* _SET OF TASKS_
a) Answer these from the search engine article:
(i) Which company acquired Powerset?
(ii) How many facts does True Knowledge say its knowledge base now holds?
(iii) On which site does Charles Knight find and promote startups?
b) List every search query the search engine article quotes as an example.
c) Write the next paragraph of the search engine article, picking up after its final sentence.

What don’t the major search engines do well?

That’s a burning question these days from way too many parties. It comes up in John Battelle’s most recent post (one that reminds me how effective a writer he is), which culminates in a plea for teaching search literacy in schools, and then journalist Cyrus Farivar’s thoughtful commentary on it. It’s a hot topic on Alt Search Engines, where Charles Knight finds and promotes startups that beat the engines at their own game. And of course it’s the raison d’être for all those engines.

There are two ways to address the problem of engines’ shortcomings. One way is to make the engines smarter. The other is to make the users smarter. With any luck we’ll meet somewhere in the middle.

It’s interesting to see startups’ different approaches to making themselves smarter.

Powerset, for example, which was acquired by Microsoft, only parses Wikipedia pages so far, so it’s hard to gauge the real value of the technology. Powerset will summarize pages and also claims to show “factz” (ugh) and meaning. Many of the suggested searches under “meaning” also relate to facts, such as “What did Caravaggio paint” “What awards did ‘No Country for Old Men’ win” and “When did earthquakes hit Tokyo.” The results are clearly organized, but any real power still is hidden under the hood.

True Knowledge, still in beta, also prides itself on facts, but the kind spelled with an s. Company strategists wrote in an email update earlier this month, “We are really excited that our knowledge base has expanded to the point that it now boasts over 110 million facts, which has greatly increased the number of questions we can answer.” I wonder how many billions of facts are out there, and which are the ones people either currently use search engines for or would use search engines for if people trusted search engines had those answers. Some context would be useful to ground the big number.

The engines also continue to progress in answering facts, even if they don’t provide direct answers to 110 million questions. One True Knowledge example is “When is Easter Sunday 2009.” True Knowledge answers this perfectly with a big, bold answer, but it’s also in the description of the first result in Google.

* _COLLECTED DATA_
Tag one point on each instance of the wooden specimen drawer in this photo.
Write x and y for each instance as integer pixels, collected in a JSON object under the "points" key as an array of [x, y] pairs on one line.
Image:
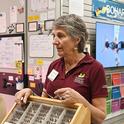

* _THE RESULTS_
a)
(i) Microsoft
(ii) Over 110 million
(iii) Alt Search Engines

b)
- What did Caravaggio paint
- What awards did 'No Country for Old Men' win
- When did earthquakes hit Tokyo
- When is Easter Sunday 2009

c)
Hakia, another contender, has loftier sights from the start. All of its sample queries on the homepage strive to address more than facts. These queries include “What is the most effective way to lose weight,” “What are benefits of a long-term care insurance,” “Is bottled water better than tap water,” and “Most common risk factors for stroke.” Even more surprising is that the first three queries don’t have clear, quantifiable answers. The weight loss query, rather than responding with “put down the Mallomars, turn off Hulu, and blow the dust off the Wii Fit already!,” brings up a bunch of results — including many from librarian-certified sites — with highlighted text that helps answer the query. The user then can make informed decisions. Hakia also has thousands of fact-filled pages in its galleries, but it’s focused on addressing higher-level queries.

Facts are important areas for search engines to cover. Anyone who’s old enough to remember the struggles of finding facts in reference books or libraries will appreciate how much time search engines save. It even proved useful at my family’s lunch celebration for my birthday this weekend. My dad tried to recall the name of the actor who played President George H.W. Bush in Oliver Stone’s movie “W.,” just noting it was an “old guy who plays mobsters,” which I instantly pegged as James Cromwell. My nephew checked IMDB.com from his mom’s iPhone and proved me right. It felt good.

Better indexing of facts will make engines more useful, but it won’t make them smarter. For that, they need to be more intelligent, and better at indexing meaning. It’s the difference between knowledge and wisdom.

No matter what, we’ll still require human search literacy. Even facts are subject to interpretation. With a simple phrase like “Joe the Plumber,” one can think it refers to a plumber named Joe, while another can assert that it’s someone named Sam who isn’t licensed as a plumber.

We can’t assume search engines will ever sort it out perfectly like the eponymous protagonist of the movie “WALL-E.” We can aim to make sure we’re smart enough to make the most of all the engines do for us.